[Goal 1]
In the forum thread, which function is recommended for sampling from a standard normal distribution?
[Goal 2]
Switch "elderly man" to "young woman" in the entries below, leaving every other part of them unchanged.

BEGIN Page text

Gavin · August 27, 2020, 3:15am

Dear all, may I know why we use torch.randn to initialize the parameter here instead of using torch.normal as in Softmax Regression implementation? Are there any advantages? Or actually there are no big differences, we can use both of them? Thanks.

W1 = nn.Parameter(torch.randn(
num_inputs, num_hiddens, requires_grad=True) * 0.01)

StevenJokes · August 27, 2020, 4:00am

@Gavin
For a standard normal distribution (i.e. mean=0 and variance=1 ), you can use torch.randn
For your case of custom mean and std , you can use torch.normal

Abinash_Sahu · September 4, 2020, 1:44am

Hello. Can you please advise why 0.01 is being multiplied after generating the random numbers?
W1 = nn.Parameter(torch.randn(
num_inputs, num_hiddens, requires_grad=True) * 0.01)

StevenJokes · September 4, 2020, 3:35am

let stddev = 0.1
@Abinash_Sahu

Luis_Ramirez · October 4, 2020, 10:35am

Hi, I have a question on the last question. Which would be a smart way to search over hyperparameters. Is it possible to apply GridSearch, or RandomGridSearch for hiperparameters “like” scikit learn -algorithms???
If not, then how to iterate through a set of hyperparameters?

Thanks in advance for awnssers

machine_machine · October 4, 2020, 2:51pm

Hi

How can i download book in html as like from website?
It is more interative than learning pdf book?
does d2l.ai book consists all course codes in pytorch?
Thanks, i am starting it

END Page text
BEGIN Input records

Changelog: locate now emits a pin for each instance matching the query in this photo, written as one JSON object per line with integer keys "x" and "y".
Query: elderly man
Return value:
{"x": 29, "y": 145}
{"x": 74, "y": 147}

END Input records

[Final answer 1]
torch.randn

[Final answer 2]
Changelog: locate now emits a pin for each instance matching the query in this photo, written as one JSON object per line with integer keys "x" and "y".
Query: young woman
Return value:
{"x": 29, "y": 145}
{"x": 74, "y": 147}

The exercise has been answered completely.